#### What you will do:
In the records below, repeat the lines from the one containing "locate the railroad track in the photo above" through the end of the records, both ends included, and leave out the pictures.

#### Material:
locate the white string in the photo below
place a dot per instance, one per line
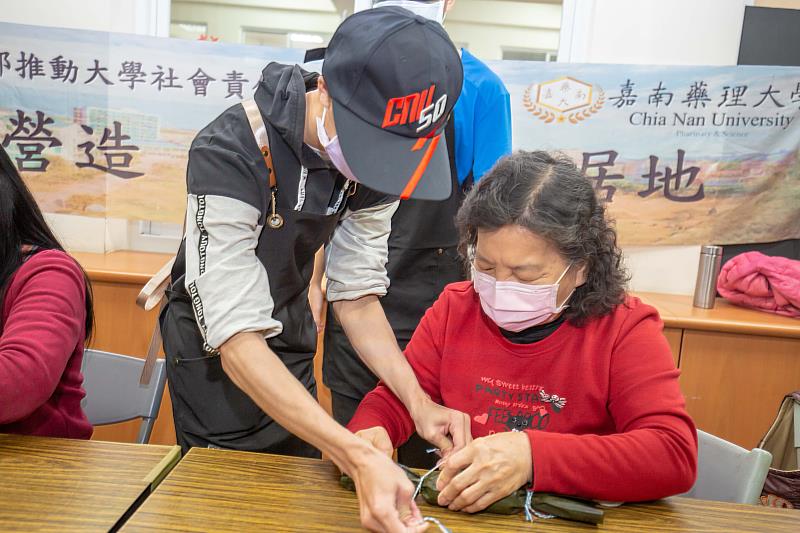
(436, 521)
(530, 512)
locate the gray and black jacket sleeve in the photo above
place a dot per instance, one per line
(228, 285)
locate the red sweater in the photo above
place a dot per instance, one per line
(41, 348)
(600, 403)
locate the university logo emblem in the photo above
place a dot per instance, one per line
(563, 99)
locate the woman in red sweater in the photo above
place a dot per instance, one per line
(569, 383)
(45, 316)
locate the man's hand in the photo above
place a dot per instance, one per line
(316, 291)
(379, 438)
(489, 469)
(384, 495)
(447, 429)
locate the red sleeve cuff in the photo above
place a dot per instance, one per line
(382, 408)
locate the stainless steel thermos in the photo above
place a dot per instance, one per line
(705, 289)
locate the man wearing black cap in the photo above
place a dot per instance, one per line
(423, 255)
(269, 182)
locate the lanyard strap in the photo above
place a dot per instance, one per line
(262, 139)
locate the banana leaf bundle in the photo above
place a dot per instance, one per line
(560, 506)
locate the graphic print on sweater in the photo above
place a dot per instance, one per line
(515, 406)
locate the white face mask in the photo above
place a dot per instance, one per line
(333, 150)
(515, 306)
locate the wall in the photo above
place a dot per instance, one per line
(507, 24)
(654, 32)
(143, 17)
(226, 20)
(486, 32)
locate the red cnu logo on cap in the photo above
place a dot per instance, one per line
(416, 107)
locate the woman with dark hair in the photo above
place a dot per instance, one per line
(45, 318)
(569, 382)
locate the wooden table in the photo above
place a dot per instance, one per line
(215, 490)
(51, 484)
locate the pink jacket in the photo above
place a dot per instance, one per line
(755, 280)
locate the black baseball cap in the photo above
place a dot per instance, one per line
(394, 78)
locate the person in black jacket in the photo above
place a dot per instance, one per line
(311, 160)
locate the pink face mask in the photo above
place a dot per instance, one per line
(516, 306)
(333, 149)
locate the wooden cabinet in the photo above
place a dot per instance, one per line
(736, 364)
(735, 383)
(122, 327)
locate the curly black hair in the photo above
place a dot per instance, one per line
(547, 194)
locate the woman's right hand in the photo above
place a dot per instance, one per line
(379, 438)
(385, 494)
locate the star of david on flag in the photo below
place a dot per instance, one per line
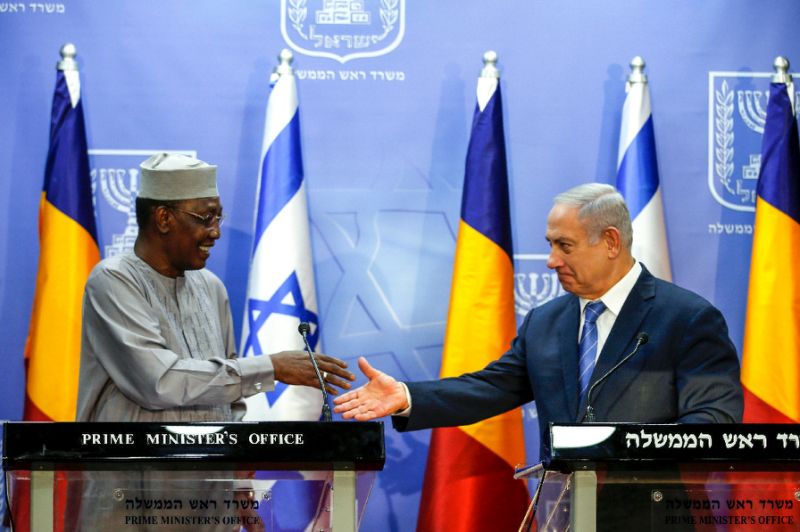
(280, 288)
(281, 292)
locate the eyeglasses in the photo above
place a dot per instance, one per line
(209, 220)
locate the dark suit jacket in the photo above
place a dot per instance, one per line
(688, 372)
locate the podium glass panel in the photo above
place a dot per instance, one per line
(627, 477)
(181, 500)
(199, 477)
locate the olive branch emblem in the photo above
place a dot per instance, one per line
(723, 136)
(297, 15)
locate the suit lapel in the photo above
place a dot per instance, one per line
(568, 347)
(621, 338)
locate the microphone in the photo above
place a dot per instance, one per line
(641, 339)
(304, 328)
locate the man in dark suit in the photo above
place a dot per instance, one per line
(688, 372)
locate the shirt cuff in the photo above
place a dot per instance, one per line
(257, 374)
(407, 411)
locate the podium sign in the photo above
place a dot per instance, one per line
(668, 478)
(204, 476)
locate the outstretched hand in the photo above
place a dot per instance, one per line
(382, 396)
(294, 367)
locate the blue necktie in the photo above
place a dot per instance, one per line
(588, 344)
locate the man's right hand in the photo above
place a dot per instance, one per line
(294, 367)
(382, 396)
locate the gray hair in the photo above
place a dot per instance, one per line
(600, 206)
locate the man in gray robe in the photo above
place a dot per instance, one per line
(158, 341)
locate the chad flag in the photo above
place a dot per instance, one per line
(771, 357)
(68, 251)
(469, 482)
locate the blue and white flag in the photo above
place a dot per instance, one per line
(637, 176)
(281, 291)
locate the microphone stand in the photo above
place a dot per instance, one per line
(303, 329)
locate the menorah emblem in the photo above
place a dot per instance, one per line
(120, 187)
(533, 289)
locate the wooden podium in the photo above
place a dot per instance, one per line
(155, 476)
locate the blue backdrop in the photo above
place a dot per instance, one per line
(387, 91)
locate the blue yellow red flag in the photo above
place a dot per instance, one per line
(771, 354)
(470, 469)
(68, 250)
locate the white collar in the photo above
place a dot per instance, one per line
(615, 297)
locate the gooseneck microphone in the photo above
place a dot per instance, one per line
(641, 339)
(304, 328)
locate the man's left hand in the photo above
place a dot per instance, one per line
(294, 367)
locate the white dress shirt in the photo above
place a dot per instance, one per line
(613, 300)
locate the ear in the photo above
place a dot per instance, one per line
(162, 219)
(612, 239)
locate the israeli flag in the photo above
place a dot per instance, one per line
(637, 176)
(281, 291)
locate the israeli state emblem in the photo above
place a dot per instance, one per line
(737, 111)
(343, 29)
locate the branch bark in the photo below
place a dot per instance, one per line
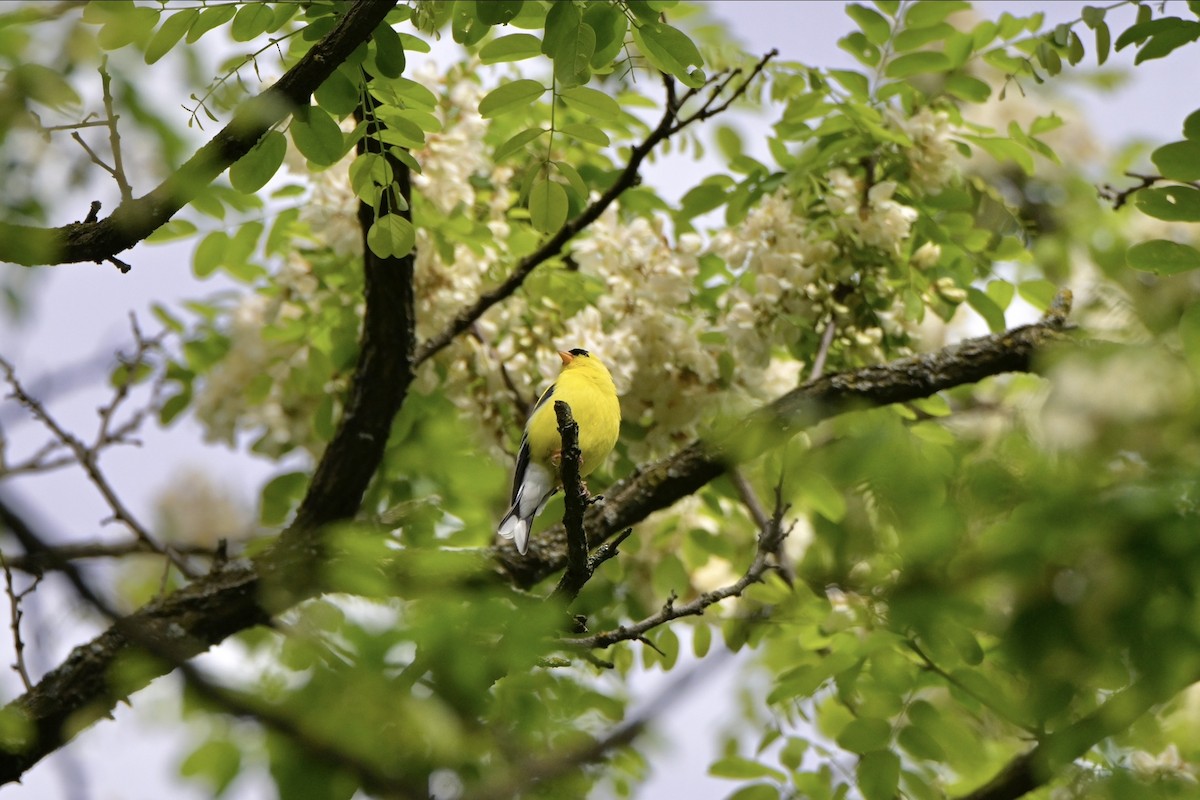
(245, 594)
(226, 602)
(136, 218)
(663, 483)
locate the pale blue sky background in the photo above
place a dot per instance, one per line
(79, 316)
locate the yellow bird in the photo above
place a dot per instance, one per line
(586, 385)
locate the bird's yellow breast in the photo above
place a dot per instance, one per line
(595, 408)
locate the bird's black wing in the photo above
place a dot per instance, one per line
(543, 400)
(523, 453)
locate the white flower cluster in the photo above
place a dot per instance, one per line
(228, 401)
(934, 156)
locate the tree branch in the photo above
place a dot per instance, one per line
(575, 499)
(225, 602)
(232, 599)
(661, 483)
(136, 218)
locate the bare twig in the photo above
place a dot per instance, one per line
(48, 561)
(667, 126)
(819, 361)
(769, 539)
(545, 768)
(135, 220)
(88, 455)
(16, 614)
(521, 401)
(114, 137)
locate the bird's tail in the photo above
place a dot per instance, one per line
(516, 527)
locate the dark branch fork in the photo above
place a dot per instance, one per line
(136, 218)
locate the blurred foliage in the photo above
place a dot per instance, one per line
(972, 573)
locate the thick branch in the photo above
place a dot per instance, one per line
(137, 218)
(663, 483)
(222, 603)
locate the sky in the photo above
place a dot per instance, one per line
(79, 316)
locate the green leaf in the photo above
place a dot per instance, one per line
(1092, 16)
(919, 744)
(317, 136)
(592, 102)
(585, 132)
(670, 50)
(1163, 257)
(252, 20)
(337, 94)
(279, 497)
(169, 34)
(42, 85)
(217, 762)
(856, 83)
(573, 52)
(211, 17)
(369, 172)
(967, 88)
(912, 64)
(1179, 161)
(391, 236)
(1189, 335)
(737, 768)
(911, 38)
(930, 12)
(874, 25)
(515, 143)
(1168, 41)
(610, 25)
(1038, 294)
(547, 205)
(562, 19)
(389, 52)
(756, 792)
(252, 170)
(864, 734)
(1192, 126)
(509, 97)
(515, 47)
(1171, 203)
(991, 313)
(1103, 43)
(879, 775)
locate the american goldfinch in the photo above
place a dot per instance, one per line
(586, 385)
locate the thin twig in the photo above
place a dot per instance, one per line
(88, 456)
(114, 137)
(43, 563)
(16, 615)
(768, 541)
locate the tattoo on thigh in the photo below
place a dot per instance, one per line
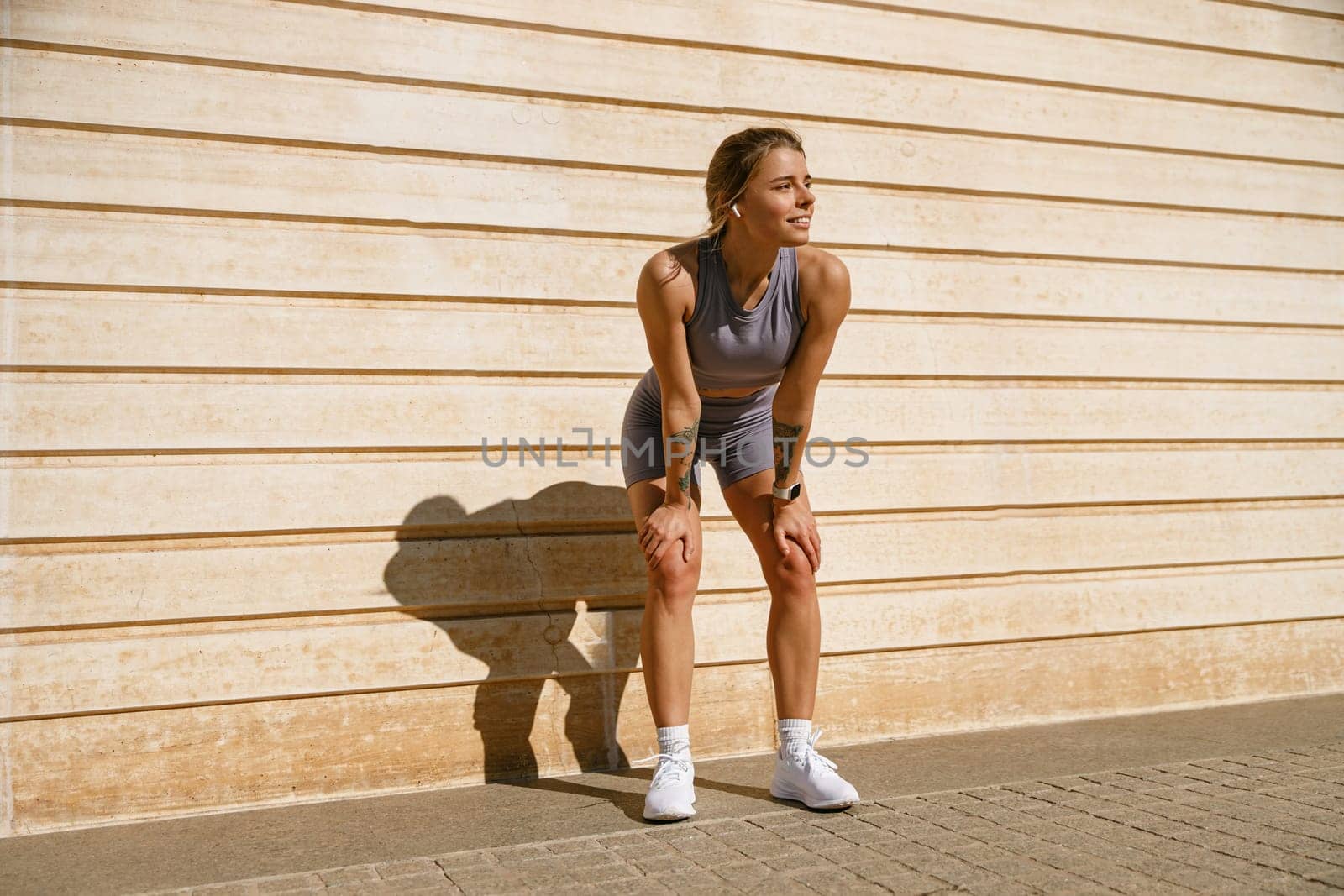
(785, 434)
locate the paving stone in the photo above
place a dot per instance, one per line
(289, 884)
(1263, 824)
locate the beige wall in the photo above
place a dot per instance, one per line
(275, 268)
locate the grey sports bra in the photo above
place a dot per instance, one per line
(736, 348)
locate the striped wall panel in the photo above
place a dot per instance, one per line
(273, 270)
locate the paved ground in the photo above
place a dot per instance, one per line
(1265, 822)
(1234, 799)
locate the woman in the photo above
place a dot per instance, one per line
(739, 325)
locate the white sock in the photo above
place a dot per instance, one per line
(675, 741)
(793, 735)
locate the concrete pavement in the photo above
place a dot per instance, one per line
(1234, 799)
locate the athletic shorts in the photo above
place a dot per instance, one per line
(736, 436)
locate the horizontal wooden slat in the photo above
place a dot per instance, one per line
(186, 253)
(147, 411)
(67, 328)
(80, 672)
(790, 31)
(255, 754)
(286, 107)
(906, 35)
(456, 54)
(1245, 27)
(121, 170)
(111, 497)
(212, 578)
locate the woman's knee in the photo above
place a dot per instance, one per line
(675, 579)
(790, 571)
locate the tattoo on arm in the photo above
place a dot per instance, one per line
(785, 434)
(685, 437)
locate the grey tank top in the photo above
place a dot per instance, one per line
(734, 348)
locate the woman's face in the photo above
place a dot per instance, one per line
(779, 202)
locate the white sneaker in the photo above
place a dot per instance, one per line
(672, 789)
(810, 777)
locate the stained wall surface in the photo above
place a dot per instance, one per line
(275, 269)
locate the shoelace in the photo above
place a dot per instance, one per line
(669, 773)
(810, 757)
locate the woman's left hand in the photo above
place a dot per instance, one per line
(793, 520)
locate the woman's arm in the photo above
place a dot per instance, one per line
(828, 302)
(663, 296)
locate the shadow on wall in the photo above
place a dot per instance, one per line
(503, 582)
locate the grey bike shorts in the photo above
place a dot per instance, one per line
(736, 434)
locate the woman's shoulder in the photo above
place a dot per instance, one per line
(671, 261)
(672, 270)
(820, 275)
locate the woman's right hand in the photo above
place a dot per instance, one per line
(662, 530)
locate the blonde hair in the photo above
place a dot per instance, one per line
(732, 165)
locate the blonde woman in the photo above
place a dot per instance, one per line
(739, 322)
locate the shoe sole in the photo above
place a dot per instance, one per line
(785, 793)
(672, 815)
(669, 815)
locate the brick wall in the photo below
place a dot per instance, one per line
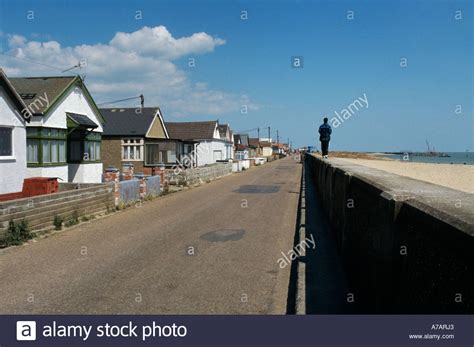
(198, 175)
(39, 211)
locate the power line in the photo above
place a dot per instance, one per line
(34, 62)
(121, 100)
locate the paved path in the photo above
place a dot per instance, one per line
(138, 261)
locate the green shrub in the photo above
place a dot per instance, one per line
(16, 234)
(73, 220)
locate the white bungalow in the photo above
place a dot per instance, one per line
(64, 134)
(12, 138)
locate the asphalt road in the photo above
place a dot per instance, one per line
(212, 249)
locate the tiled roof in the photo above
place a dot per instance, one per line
(82, 120)
(191, 130)
(134, 121)
(254, 142)
(31, 88)
(223, 129)
(12, 93)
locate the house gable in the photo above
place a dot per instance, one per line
(13, 102)
(157, 128)
(75, 101)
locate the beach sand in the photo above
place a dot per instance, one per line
(459, 177)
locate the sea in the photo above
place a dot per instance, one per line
(466, 158)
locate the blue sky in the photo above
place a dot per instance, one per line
(248, 63)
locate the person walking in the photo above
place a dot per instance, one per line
(325, 136)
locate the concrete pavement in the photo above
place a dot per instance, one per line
(209, 250)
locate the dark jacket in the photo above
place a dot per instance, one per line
(325, 132)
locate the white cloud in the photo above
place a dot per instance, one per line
(132, 64)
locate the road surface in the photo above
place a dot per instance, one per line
(213, 249)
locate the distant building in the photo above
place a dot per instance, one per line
(64, 134)
(139, 136)
(210, 146)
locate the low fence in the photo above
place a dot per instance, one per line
(72, 201)
(134, 188)
(198, 175)
(129, 191)
(407, 245)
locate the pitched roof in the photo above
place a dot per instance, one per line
(11, 92)
(223, 129)
(31, 88)
(191, 130)
(244, 139)
(128, 121)
(255, 142)
(82, 120)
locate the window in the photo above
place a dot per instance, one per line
(6, 145)
(153, 154)
(46, 151)
(46, 146)
(132, 149)
(62, 151)
(217, 155)
(32, 151)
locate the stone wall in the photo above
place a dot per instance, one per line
(79, 199)
(198, 175)
(407, 245)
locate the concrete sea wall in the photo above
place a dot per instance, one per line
(407, 245)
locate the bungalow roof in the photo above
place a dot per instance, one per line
(130, 121)
(191, 130)
(53, 88)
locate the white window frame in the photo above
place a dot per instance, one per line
(129, 142)
(10, 157)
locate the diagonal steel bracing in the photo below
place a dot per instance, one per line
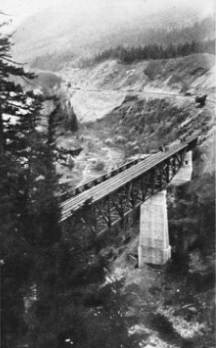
(101, 213)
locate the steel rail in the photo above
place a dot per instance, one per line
(111, 185)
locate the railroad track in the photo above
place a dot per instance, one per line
(103, 189)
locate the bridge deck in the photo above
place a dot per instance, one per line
(114, 183)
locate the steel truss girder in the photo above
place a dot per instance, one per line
(108, 211)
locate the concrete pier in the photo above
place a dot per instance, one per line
(154, 237)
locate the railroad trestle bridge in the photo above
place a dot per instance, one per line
(115, 195)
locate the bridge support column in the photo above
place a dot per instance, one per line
(154, 238)
(185, 172)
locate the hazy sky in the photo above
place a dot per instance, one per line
(19, 9)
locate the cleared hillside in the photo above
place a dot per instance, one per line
(95, 91)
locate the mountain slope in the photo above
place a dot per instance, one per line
(75, 29)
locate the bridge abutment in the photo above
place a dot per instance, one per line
(154, 236)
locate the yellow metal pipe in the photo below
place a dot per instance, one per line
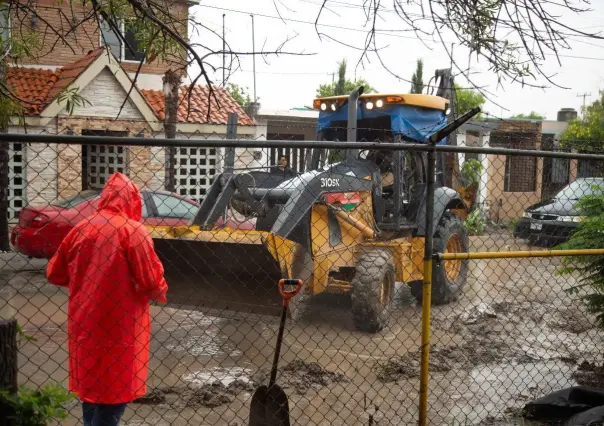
(519, 254)
(425, 343)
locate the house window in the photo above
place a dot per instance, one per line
(120, 50)
(520, 172)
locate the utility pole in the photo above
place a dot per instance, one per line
(254, 57)
(584, 95)
(223, 53)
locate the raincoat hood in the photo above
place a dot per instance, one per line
(121, 195)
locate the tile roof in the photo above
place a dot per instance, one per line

#### Written solution:
locate the railroad track in the photo above
place a dot per instance, one per line
(103, 189)
locate the bridge deck in the photo above
place a dot per instance, one per line
(114, 183)
locate the steel truss girder in the photo above
place a dot per instance, one per line
(108, 211)
locate the concrete pier in the photo above
place a dot per instance, one per line
(154, 237)
locate the railroad trestle bridge in the photo above
place a dot per instance, one per line
(115, 195)
locate the bridge support column in the photo above
place a dot per instance, one per line
(154, 238)
(185, 172)
locate the hazy sky in the photo above
place a dot per instance, one per line
(19, 9)
locate the cleared hillside in the photo above
place a dot per instance, one per line
(95, 91)
locate the mountain slope in the photo above
place a dot per instance, one per line
(75, 29)
locate the bridge abutment in the photo above
place a dot per instance, one per line
(154, 236)
locate the yellow metal pipe in the photo below
place a dot per instance, one per line
(519, 254)
(425, 343)
locate the house window in the photo above
place a dot per instance, one per line
(120, 50)
(520, 172)
locate the utility pole in the photo above
place a dot per instance, one per line
(254, 57)
(584, 95)
(223, 53)
locate the raincoat hood in the photo above
place a dot per instance, one per line
(121, 195)
locate the tile roof in the photo above
place a dot per instance, one per line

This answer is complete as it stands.